**To do:**
Can you add 140 to every bounding-box coordinate and reproduce each line in the stretch from the start of the records through the line containing "[169,115,307,576]", both ends included? Omit the pictures from your answer.

(Part of a data file)
## start
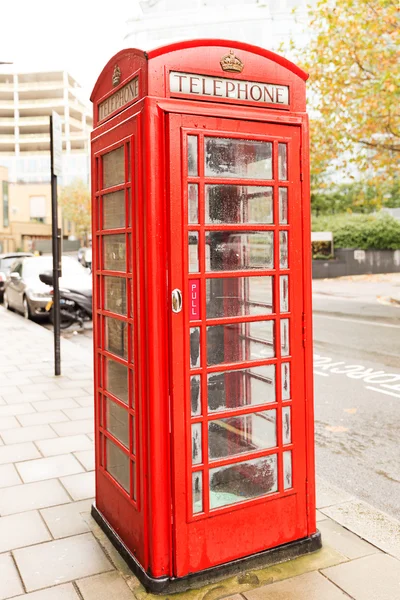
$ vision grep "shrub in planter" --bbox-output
[312,213,400,250]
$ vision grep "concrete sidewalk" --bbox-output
[0,307,400,600]
[312,273,400,305]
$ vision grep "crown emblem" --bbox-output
[113,65,121,87]
[219,50,244,73]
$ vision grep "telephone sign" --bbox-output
[91,40,321,593]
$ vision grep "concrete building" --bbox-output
[125,0,316,53]
[0,65,93,252]
[0,65,92,185]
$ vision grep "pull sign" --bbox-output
[189,279,200,321]
[172,288,182,312]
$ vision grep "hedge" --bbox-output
[312,213,400,250]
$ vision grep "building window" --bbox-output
[3,181,9,227]
[29,196,46,223]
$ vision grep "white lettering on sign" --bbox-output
[99,77,139,121]
[169,71,289,106]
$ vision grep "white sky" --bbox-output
[0,0,137,102]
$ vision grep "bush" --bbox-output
[312,214,400,250]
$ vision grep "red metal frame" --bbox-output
[92,40,316,578]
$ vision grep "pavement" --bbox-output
[0,307,400,600]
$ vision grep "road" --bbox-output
[314,295,400,518]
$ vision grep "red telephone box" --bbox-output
[91,40,321,592]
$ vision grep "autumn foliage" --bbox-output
[59,180,91,243]
[300,0,400,183]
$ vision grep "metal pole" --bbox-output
[50,117,61,375]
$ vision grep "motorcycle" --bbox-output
[39,273,92,329]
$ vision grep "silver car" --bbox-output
[3,256,92,319]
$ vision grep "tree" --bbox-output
[59,179,91,245]
[301,0,400,185]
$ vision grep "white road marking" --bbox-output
[313,313,400,329]
[365,385,400,398]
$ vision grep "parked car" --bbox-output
[0,252,33,302]
[4,256,92,319]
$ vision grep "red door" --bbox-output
[169,115,307,576]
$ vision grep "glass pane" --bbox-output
[106,439,130,494]
[107,398,129,448]
[103,234,126,271]
[207,365,275,412]
[204,137,272,179]
[190,327,200,369]
[281,319,290,356]
[283,450,293,490]
[188,183,199,223]
[281,363,290,400]
[207,321,275,365]
[279,275,289,312]
[103,190,125,229]
[189,231,199,273]
[206,231,274,271]
[190,375,201,417]
[105,317,128,359]
[279,231,289,269]
[187,135,199,177]
[282,406,292,444]
[210,454,278,508]
[205,185,273,224]
[208,410,276,460]
[104,277,126,315]
[206,277,273,319]
[192,471,203,514]
[192,423,203,465]
[279,188,288,225]
[103,146,125,187]
[106,358,128,404]
[278,144,287,181]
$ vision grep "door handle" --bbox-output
[172,288,182,313]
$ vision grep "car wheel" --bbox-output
[3,291,11,310]
[22,296,31,319]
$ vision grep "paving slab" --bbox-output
[0,554,24,600]
[33,398,79,412]
[16,448,84,483]
[64,406,94,421]
[318,519,381,559]
[12,583,80,600]
[52,418,94,436]
[324,496,400,559]
[243,573,348,600]
[0,479,71,516]
[0,425,57,444]
[18,410,68,427]
[36,434,93,456]
[76,571,135,600]
[0,511,51,553]
[45,387,87,400]
[0,465,22,488]
[40,498,93,538]
[0,442,40,465]
[0,416,21,428]
[61,471,95,500]
[0,404,35,417]
[14,533,114,592]
[74,449,95,471]
[322,554,400,600]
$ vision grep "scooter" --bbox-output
[39,273,92,329]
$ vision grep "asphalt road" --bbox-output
[314,297,400,518]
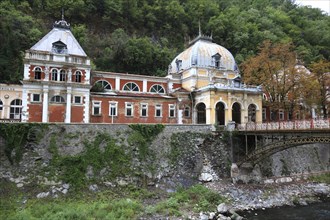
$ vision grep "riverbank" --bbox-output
[205,180,330,211]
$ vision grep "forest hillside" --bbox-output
[0,0,330,83]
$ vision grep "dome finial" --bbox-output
[53,7,70,30]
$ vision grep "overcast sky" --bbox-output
[295,0,330,15]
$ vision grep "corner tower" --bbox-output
[168,34,262,125]
[22,18,91,123]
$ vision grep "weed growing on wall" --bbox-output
[128,124,165,159]
[49,133,131,189]
[0,123,47,165]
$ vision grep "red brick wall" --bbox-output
[28,104,42,122]
[147,81,167,93]
[48,104,65,122]
[120,79,143,92]
[71,106,84,123]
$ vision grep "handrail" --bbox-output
[237,119,330,131]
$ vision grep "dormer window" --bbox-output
[52,40,68,54]
[212,53,221,69]
[175,59,182,72]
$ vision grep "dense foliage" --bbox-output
[0,0,330,82]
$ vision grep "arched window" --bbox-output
[93,80,112,92]
[60,70,66,82]
[184,106,190,118]
[34,67,41,79]
[248,104,257,122]
[150,85,165,94]
[50,95,65,103]
[123,82,140,92]
[52,69,57,81]
[196,103,206,124]
[9,99,22,119]
[75,71,81,82]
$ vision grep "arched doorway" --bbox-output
[196,103,206,124]
[248,104,257,122]
[215,102,225,125]
[232,102,241,124]
[9,99,22,119]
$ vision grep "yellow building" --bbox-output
[167,34,262,125]
[0,84,22,121]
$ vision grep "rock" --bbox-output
[199,173,213,182]
[104,181,115,187]
[264,179,274,184]
[217,203,228,214]
[37,192,49,199]
[117,179,128,186]
[275,177,292,183]
[199,212,209,220]
[217,214,230,220]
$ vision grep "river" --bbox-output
[240,200,330,220]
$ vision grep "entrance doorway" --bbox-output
[232,102,241,124]
[196,103,206,124]
[215,102,225,125]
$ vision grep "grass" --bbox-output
[0,183,225,220]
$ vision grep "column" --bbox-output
[115,76,120,91]
[84,93,90,123]
[64,87,72,123]
[42,85,48,123]
[225,92,233,125]
[142,79,148,92]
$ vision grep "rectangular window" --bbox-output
[32,94,41,102]
[262,108,267,121]
[109,102,118,116]
[278,110,284,121]
[168,104,175,117]
[155,104,162,117]
[93,101,101,115]
[125,102,133,116]
[140,103,148,117]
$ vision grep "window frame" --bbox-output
[92,101,102,116]
[183,106,190,118]
[9,99,23,119]
[168,104,176,118]
[149,84,165,94]
[122,82,140,92]
[72,95,82,105]
[74,70,82,83]
[50,95,66,104]
[109,101,118,117]
[33,66,42,80]
[31,93,41,103]
[94,80,112,91]
[155,104,163,118]
[51,68,58,81]
[125,102,134,117]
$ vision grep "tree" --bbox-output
[310,60,330,118]
[241,41,303,120]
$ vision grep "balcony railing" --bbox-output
[237,119,330,131]
[25,51,90,65]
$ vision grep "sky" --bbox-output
[295,0,330,15]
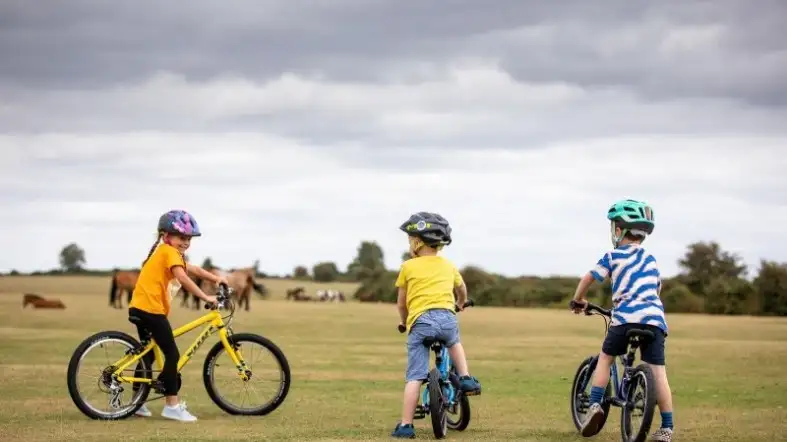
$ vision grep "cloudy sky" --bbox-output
[0,0,787,275]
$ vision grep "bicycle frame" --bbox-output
[112,310,246,384]
[421,343,456,405]
[580,308,639,407]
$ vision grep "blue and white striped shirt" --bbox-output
[590,244,667,333]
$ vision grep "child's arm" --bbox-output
[574,252,612,313]
[574,272,596,305]
[172,266,216,304]
[454,282,467,310]
[396,287,407,324]
[186,263,226,284]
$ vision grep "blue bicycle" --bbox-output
[399,299,475,439]
[569,300,656,442]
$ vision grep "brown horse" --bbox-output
[181,267,268,311]
[22,293,66,309]
[109,270,139,308]
[287,287,317,302]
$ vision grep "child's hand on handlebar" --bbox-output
[569,299,588,315]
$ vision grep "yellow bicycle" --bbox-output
[67,284,290,420]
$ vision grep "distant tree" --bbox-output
[312,261,341,282]
[60,242,87,272]
[292,266,309,279]
[347,241,385,281]
[705,277,759,315]
[754,260,787,316]
[678,242,746,296]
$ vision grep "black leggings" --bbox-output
[128,307,180,396]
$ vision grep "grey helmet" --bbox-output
[399,212,451,247]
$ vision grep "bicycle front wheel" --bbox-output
[66,331,151,420]
[202,333,291,416]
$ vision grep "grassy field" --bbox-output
[0,276,358,306]
[0,277,787,442]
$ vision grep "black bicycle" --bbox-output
[569,300,656,442]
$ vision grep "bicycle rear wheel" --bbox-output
[202,333,291,416]
[426,368,448,439]
[446,366,471,431]
[66,331,151,420]
[620,364,656,442]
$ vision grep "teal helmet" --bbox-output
[607,199,656,247]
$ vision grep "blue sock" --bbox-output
[661,411,672,430]
[590,386,606,405]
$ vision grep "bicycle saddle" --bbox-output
[423,338,445,348]
[626,328,656,342]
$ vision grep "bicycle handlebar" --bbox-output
[205,282,232,310]
[568,299,612,318]
[396,299,475,333]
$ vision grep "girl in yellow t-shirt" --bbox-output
[128,210,227,422]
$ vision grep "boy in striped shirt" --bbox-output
[574,199,673,442]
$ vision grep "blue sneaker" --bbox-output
[391,422,415,439]
[459,376,481,396]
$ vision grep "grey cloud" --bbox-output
[0,0,787,105]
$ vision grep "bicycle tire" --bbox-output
[202,333,292,416]
[426,368,448,439]
[620,364,656,442]
[66,330,150,421]
[569,356,612,433]
[446,366,472,431]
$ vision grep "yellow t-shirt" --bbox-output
[396,256,464,331]
[129,243,186,315]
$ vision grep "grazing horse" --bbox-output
[22,293,66,309]
[317,289,345,302]
[109,270,139,308]
[181,267,268,311]
[22,293,44,308]
[287,287,317,302]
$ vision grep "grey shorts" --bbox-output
[405,309,459,382]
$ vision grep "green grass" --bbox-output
[0,277,787,442]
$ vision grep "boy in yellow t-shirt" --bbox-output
[391,212,481,439]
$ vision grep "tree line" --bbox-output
[353,242,787,316]
[3,241,787,316]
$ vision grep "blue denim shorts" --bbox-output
[405,308,459,382]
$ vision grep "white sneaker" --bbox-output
[161,402,197,422]
[580,404,604,437]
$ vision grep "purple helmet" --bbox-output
[158,210,202,236]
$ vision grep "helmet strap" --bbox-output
[410,237,424,257]
[610,221,628,247]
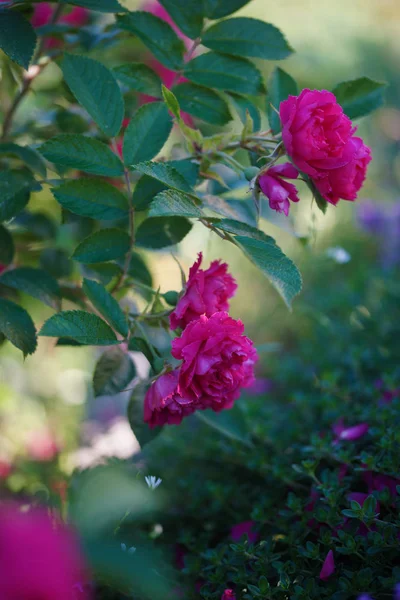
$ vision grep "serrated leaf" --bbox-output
[149,190,204,218]
[117,11,185,71]
[113,62,161,98]
[38,133,124,177]
[82,279,129,337]
[39,310,119,346]
[72,229,131,264]
[123,102,172,165]
[332,77,387,119]
[0,225,15,265]
[52,179,128,221]
[185,52,265,96]
[0,267,61,310]
[203,0,250,19]
[0,298,37,356]
[173,82,232,125]
[93,346,136,397]
[267,67,298,134]
[136,217,192,250]
[61,53,125,137]
[0,10,37,69]
[201,17,293,60]
[0,142,46,178]
[235,235,302,308]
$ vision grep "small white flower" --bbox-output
[145,475,162,490]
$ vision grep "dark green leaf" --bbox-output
[136,217,192,250]
[0,298,37,356]
[201,17,292,60]
[185,52,264,95]
[0,10,36,69]
[267,67,298,134]
[0,142,46,178]
[82,279,129,337]
[149,190,204,218]
[160,0,204,40]
[93,346,136,396]
[61,54,125,137]
[39,133,124,177]
[0,267,60,310]
[39,310,119,346]
[72,229,131,264]
[203,0,250,19]
[52,179,128,221]
[0,225,15,265]
[332,77,387,119]
[117,11,185,71]
[174,82,232,125]
[113,62,161,98]
[235,235,301,308]
[124,102,172,165]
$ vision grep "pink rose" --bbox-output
[170,252,237,329]
[172,312,258,412]
[258,163,299,216]
[144,369,196,427]
[0,505,88,600]
[314,137,372,204]
[279,89,355,178]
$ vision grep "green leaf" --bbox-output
[124,102,172,165]
[0,298,37,356]
[235,235,301,308]
[0,171,32,222]
[0,10,37,69]
[160,0,204,40]
[203,0,250,19]
[134,161,192,193]
[201,17,293,60]
[93,346,136,397]
[113,62,161,98]
[0,225,15,265]
[61,53,125,137]
[39,310,119,346]
[0,267,61,310]
[117,11,185,71]
[195,404,252,447]
[332,77,387,119]
[82,279,129,337]
[0,142,46,178]
[52,179,128,221]
[72,229,131,264]
[149,190,204,218]
[174,82,232,125]
[136,217,192,250]
[38,133,124,177]
[185,52,265,96]
[267,67,298,134]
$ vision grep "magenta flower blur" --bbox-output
[258,162,299,216]
[172,312,258,412]
[144,369,196,427]
[319,550,335,581]
[0,505,89,600]
[170,252,237,329]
## end
**Exercise response:**
$ vision grep "shrub in planter" --bbox-output
[452,353,540,390]
$ vision grep "concrete sidewalk" --bbox-output
[140,447,540,740]
[452,413,540,445]
$ vision grep "crown emblem" --bbox-output
[253,205,261,227]
[359,190,384,213]
$ vision grep "telephone sign" --bbox-output
[231,180,461,733]
$ vision grep "concrete building" --bbox-output
[265,140,456,193]
[140,205,233,392]
[140,205,232,325]
$ vision grep "pull sign" --bbox-output
[329,419,340,461]
[312,428,322,452]
$ vision grep "hedge" --bbox-output
[452,353,540,390]
$ vision grep "building window" --bbox-output
[143,321,149,367]
[169,336,186,363]
$ vision grep "white lettering on sign" --bbox-output
[239,217,279,261]
[309,211,429,246]
$ vision grep "white sky" --bbox-output
[140,140,277,242]
$ vision grep "bush" --bbox-output
[452,354,540,390]
$ vision grep "red metal frame" --bbox-output
[232,180,456,718]
$ vision grep "pavement" --bbox-output
[140,447,540,740]
$ vision grep "road" --bbox-output
[454,435,540,658]
$ vision grep "red telephone box" --bbox-output
[231,180,461,732]
$ vision grep "autumn foliage" --bbox-output
[199,320,231,383]
[440,140,540,323]
$ vision grep "metal pole" --bbox-output
[190,257,201,515]
$ vision grep "motorcycle" --bbox-output
[179,413,232,469]
$ vision grep "silver car" --bbox-output
[143,396,232,459]
$ vision grep "tree" --bbox-output
[199,319,231,385]
[441,140,540,325]
$ vision grep "white road marking" --bbox-output
[453,453,540,469]
[505,525,540,538]
$ vision grep "parked car" --bbox-output
[140,392,173,442]
[144,396,232,459]
$ vision grep "red door" --bbox-output
[309,255,447,716]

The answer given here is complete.